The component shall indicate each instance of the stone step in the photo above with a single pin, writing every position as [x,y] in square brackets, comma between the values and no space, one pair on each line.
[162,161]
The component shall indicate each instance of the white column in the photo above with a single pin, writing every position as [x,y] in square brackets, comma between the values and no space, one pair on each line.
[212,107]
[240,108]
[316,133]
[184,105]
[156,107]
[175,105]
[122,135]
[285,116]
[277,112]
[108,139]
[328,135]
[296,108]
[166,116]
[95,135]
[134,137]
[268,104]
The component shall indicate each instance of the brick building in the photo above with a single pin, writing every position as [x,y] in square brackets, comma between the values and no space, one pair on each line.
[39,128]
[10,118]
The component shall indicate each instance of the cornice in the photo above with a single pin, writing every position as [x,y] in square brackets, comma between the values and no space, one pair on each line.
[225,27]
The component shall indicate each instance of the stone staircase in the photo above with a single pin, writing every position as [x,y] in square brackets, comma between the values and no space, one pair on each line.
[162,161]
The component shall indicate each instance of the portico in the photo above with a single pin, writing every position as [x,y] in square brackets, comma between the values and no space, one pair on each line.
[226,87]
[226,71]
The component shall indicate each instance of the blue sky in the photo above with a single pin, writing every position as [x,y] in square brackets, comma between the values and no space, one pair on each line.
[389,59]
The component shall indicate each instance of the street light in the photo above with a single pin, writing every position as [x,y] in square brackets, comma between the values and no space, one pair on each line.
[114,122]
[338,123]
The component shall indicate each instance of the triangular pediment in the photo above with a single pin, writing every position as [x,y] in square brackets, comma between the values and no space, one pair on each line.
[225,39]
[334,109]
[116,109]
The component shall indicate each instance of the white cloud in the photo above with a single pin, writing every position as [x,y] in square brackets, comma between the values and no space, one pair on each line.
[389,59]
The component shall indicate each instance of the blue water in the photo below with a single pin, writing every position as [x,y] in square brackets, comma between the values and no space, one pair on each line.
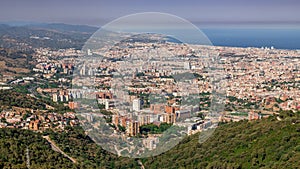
[279,38]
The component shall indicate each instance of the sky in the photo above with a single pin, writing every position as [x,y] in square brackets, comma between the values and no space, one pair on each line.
[100,12]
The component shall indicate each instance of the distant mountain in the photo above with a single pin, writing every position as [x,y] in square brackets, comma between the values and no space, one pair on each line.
[55,36]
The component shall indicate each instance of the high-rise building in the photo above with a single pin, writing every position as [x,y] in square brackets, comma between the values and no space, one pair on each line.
[136,104]
[54,97]
[132,128]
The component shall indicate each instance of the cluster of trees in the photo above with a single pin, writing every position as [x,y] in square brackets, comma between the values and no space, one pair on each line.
[23,149]
[266,143]
[9,98]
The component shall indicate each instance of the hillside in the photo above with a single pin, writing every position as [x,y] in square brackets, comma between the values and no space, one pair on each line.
[267,143]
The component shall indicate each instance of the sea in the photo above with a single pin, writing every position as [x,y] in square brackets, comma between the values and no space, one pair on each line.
[266,37]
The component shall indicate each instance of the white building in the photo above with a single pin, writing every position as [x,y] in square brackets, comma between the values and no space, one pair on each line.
[136,104]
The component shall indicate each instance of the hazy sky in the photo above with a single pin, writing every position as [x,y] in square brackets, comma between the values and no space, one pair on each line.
[99,12]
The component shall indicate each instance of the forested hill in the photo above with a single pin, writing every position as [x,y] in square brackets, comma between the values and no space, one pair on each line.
[267,143]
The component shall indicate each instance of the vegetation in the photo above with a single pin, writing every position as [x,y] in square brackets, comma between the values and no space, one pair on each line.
[154,129]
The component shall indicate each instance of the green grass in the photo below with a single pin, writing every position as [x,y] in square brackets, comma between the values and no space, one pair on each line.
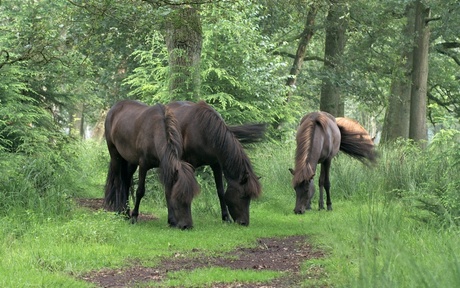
[372,238]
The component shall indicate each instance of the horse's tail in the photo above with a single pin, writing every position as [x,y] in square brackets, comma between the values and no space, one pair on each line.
[248,133]
[173,171]
[356,141]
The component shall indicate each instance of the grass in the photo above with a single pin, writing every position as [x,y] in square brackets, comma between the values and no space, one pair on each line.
[371,239]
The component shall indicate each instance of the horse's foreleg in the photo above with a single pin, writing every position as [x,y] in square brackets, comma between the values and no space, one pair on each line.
[324,184]
[217,171]
[139,193]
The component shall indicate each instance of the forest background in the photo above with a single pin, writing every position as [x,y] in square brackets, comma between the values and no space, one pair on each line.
[392,65]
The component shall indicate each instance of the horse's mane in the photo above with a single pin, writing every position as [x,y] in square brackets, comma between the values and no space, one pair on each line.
[235,163]
[355,140]
[305,135]
[174,171]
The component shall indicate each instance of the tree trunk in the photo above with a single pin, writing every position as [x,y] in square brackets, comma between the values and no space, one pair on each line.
[307,33]
[417,128]
[183,36]
[335,43]
[397,116]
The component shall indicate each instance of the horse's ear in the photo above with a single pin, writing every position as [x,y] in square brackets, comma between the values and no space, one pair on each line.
[245,178]
[176,175]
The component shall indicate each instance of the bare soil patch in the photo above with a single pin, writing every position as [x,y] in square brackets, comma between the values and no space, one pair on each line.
[276,254]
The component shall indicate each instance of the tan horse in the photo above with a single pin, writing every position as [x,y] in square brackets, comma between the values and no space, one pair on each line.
[319,138]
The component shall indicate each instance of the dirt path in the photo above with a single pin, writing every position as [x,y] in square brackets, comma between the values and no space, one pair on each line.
[274,254]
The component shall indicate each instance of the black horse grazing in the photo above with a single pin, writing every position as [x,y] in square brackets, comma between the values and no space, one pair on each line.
[319,138]
[148,137]
[209,141]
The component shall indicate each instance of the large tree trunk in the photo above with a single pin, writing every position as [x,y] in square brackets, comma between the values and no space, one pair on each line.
[307,33]
[183,36]
[335,43]
[397,116]
[417,128]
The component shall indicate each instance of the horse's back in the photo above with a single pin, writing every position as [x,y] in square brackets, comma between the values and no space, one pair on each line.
[133,128]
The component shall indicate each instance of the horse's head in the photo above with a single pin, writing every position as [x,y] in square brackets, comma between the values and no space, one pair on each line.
[183,190]
[304,191]
[238,197]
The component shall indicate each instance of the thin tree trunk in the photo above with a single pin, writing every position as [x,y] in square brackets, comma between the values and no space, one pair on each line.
[397,116]
[302,48]
[417,129]
[335,43]
[183,36]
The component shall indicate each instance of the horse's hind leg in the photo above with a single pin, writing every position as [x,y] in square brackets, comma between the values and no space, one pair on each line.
[139,193]
[325,184]
[217,171]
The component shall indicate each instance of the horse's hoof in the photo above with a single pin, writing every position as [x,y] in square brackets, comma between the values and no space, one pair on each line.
[226,219]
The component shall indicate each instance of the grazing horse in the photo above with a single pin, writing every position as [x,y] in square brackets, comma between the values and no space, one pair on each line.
[319,138]
[148,137]
[209,141]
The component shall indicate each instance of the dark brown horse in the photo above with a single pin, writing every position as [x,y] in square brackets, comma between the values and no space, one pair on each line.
[148,137]
[319,138]
[209,141]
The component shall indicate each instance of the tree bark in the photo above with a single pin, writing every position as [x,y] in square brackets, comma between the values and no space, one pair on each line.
[184,37]
[397,116]
[335,44]
[307,33]
[417,128]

WHAT YOU WILL DO: Omit the pictures, then output the rest of the listing exactly.

CORRECT ANSWER:
The component shall indicate each instance of the stone step in the photo above with a single pin, writing every position as [x,y] in square brackets, comma between the values and no space, one pair on each line.
[162,161]
The component shall indicate each instance of the white column in the photo above with a single pin, writing every position as [x,y] in square brackets, comma between the values and no space, one pair on each line.
[212,107]
[240,108]
[316,133]
[184,105]
[156,107]
[175,105]
[122,135]
[285,116]
[277,112]
[108,139]
[328,135]
[296,108]
[166,116]
[95,135]
[134,137]
[268,104]
The component shall indicate each instance of the brick building in the photo above with a single pin, writing every position as [x,y] in square brackets, comma between the values and no space, one pair on each line.
[39,128]
[10,118]
The component shall indicate each instance of the cornice in the photo above with a single pin, writing every position as [x,y] in square brackets, comma between the values and no space, one pair on each line.
[225,27]
The component shall indicate each instance of the stone staircase in the photo above with a single pin, writing every position as [x,y] in square brackets, comma between the values and no space, one pair on each line.
[162,161]
The component shall indicate each instance of the portico in the photo above with a single pin, writing every position as [x,y] in square brackets, comma between the values and no space, one pair on each line.
[226,87]
[226,71]
The component shall indicate each instance of the blue sky in the photo above with a single pin, writing every position as [x,y] in square brackets, comma between the values and no space, one pair on each line.
[389,59]
The component shall indicate each instance of the street light in the photo above with a single pin, writing every position as [x,y] in square brackets, comma between the values and no space, one pair on each line.
[114,122]
[338,123]
The component shall indicate each instance of the triangular pediment in the photo above with a single pin, writing every position as [x,y] in square brackets, comma between the values and no space, one pair on each line.
[225,39]
[334,109]
[116,109]
The component shall indicate each instance of the white cloud in the photo above with a single pin, writing every position as [x,y] in square brackets, comma between the values and no space, one pair on each line.
[389,59]
The component shall indicate each instance of the blue water in the photo below with a single pin, writing every position as [x,y] in square brackets, comma between the values and no space, one pair on each line.
[279,38]
The component shall indicate each instance of the sky in the photo above with a single pin, writing every position as [x,y] in square brackets, comma between the values and no space, one pair on each line.
[100,12]
The component shall indicate each instance of the distant mountain in the photo above with a single pin, writing every position as [x,y] in square brackets, comma between the values and no space, one pair on each line.
[55,36]
The component shall indicate each instance of the high-rise building in the photo above with a single pin, writing every position as [x,y] in square brackets, comma between the values and no space, one pair on each line.
[136,104]
[54,97]
[132,128]
The component shall indicate each instance of the cluster of trees in the photo above with a single pin, writing every position as [x,y] in square brackets, comma between the values and no space, one pair on each line.
[23,149]
[266,143]
[9,98]
The component shall indicate each instance of the hillside in the photo above with a single pin, writing every position as [x,y] in square brackets, comma between the values and no space, one pair on each line.
[267,143]
The component shall indicate each instance of the sea in the photo above with a single pin, writing every position as [x,y] in square brackets, comma between the values and no space, one pair on each line.
[266,37]
The component shall indicate each instance of the white building in the photo above with a single pin, writing every position as [x,y] in square brackets, comma between the values and no space, one pair on each line.
[136,104]
The component shall indicate each instance of the hazy sky in the photo above with a single pin, writing every position as [x,y] in square brackets, comma between the values and no space, one pair on each line.
[99,12]
The component shall indicate each instance of the forested hill in the photo above with a single pin, writing every position as [x,y] in square brackets, comma between the values and no space, one pair on each line.
[267,143]
The component shall indicate each instance of the vegetation in the photo above with a single pin, writing every position as [x,y] in square brackets, comma between the values and no space, one pair on each line.
[154,129]
The component shall indicate each instance of the green grass in the photo below with a single pin, writing every position as [x,y] in square brackets, comma between the values and no space, one pair on each line.
[372,238]
The component shall indicate each instance of the horse's tail in the photo above with a single pin, writing every position as [x,y] in square brackets, comma between the values and no space, one pair on each line.
[248,133]
[173,171]
[356,141]
The component shall indicate each instance of the grass in the photo above with a single pin, writing every position as [x,y] in square brackets, comma between the values and no space, one pair on each line.
[371,239]
The component shall indicate each instance of the horse's foreleg in the photo above with a single pin, writing every position as [x,y] in square brackets, comma between the values and no space, one pair on each line.
[324,184]
[217,171]
[139,193]
The component shall indicate each instance of the forest background in the photo above with a single pin, writing every position as [x,y] in square brackets, comma between the values and no space, one pair on each line.
[392,65]
The component shall indicate each instance of the horse's mane in the photo above with a single pin, writing every position as [x,y] in square brackets, comma between the values and no space, one pair on each line.
[235,163]
[355,140]
[305,135]
[174,171]
The component shall indicate each instance of the tree trunk in the photo above with a single pin, writing every position as [x,y] in square brackets, comma between the values and no space, one pair on each line.
[307,33]
[417,128]
[183,36]
[335,43]
[397,116]
The component shall indicate each instance of the horse's ear in the photo above with a single pin, writing every position as [x,y] in square brackets, comma between the values and no space, one pair on each line.
[245,178]
[176,175]
The component shall indicate each instance of the bare soil patch in the photo above with a single pin, writing every position as [x,y] in square brackets, comma between the values and no space, one pair on each line.
[276,254]
The component shall indicate each instance of the tan horse in the photo above with a single pin, writing every position as [x,y] in square brackets, comma between the values and no space, one pair on each line.
[319,138]
The component shall indicate each instance of the dirt path in the photo above with a single pin, writing every position as [x,y] in square brackets, comma between the values and no space, one pair on each line.
[274,254]
The component shall indicate each instance of the black horse grazing in the photo above with a single pin, writing every position as [x,y] in square brackets, comma between the values and no space, one pair on each line.
[319,138]
[148,137]
[209,141]
The component shall indicate each instance of the large tree trunk in the photo above with a single pin, writing every position as [x,y] in square brackets, comma between the values and no space, one pair on each line.
[307,33]
[183,36]
[335,43]
[397,116]
[417,128]
The component shall indicate each instance of the horse's back in the photo above with a single pin, writing every position as [x,y] in square brackets, comma between the values and no space, one pair on each line.
[133,128]
The component shall indicate each instance of the horse's head in the photo above with a single pin, writing every position as [x,y] in square brackets, comma between the values and no space, one pair on each line.
[183,190]
[304,191]
[238,197]
The component shall indicate each instance of the thin tree trunk in the photo above with a single pin, writing every position as [x,y] in square brackets, comma between the values and no space, one pair on each line.
[397,116]
[302,48]
[417,129]
[335,43]
[183,36]
The component shall indicate each instance of the horse's hind leg in the photo above with a single pin, writing every position as [x,y] in square brackets, comma between the values and no space, one pair on each line.
[139,193]
[325,184]
[217,171]
The component shall indicate each instance of the horse's hoof in the photo above with a single pin, writing every position as [x,y] in square brackets, comma between the values and no space, one pair on each line.
[226,219]
The component shall indicate each instance of the grazing horse in the photo above with a single pin, writing every position as [x,y] in square brackets, comma between the values and no space, one pair on each line.
[319,138]
[148,137]
[209,141]
The component shall indicate each instance of the dark brown horse in the photo above with a single pin, writing every position as [x,y] in square brackets, comma between the values and no space, one pair on each line.
[148,137]
[319,138]
[209,141]
The component shall indicate each instance of the tree bark in the photo above with a single pin, writing every position as [x,y] in square brackets, comma between the values and no space, one pair on each line.
[184,37]
[397,116]
[335,44]
[307,33]
[417,128]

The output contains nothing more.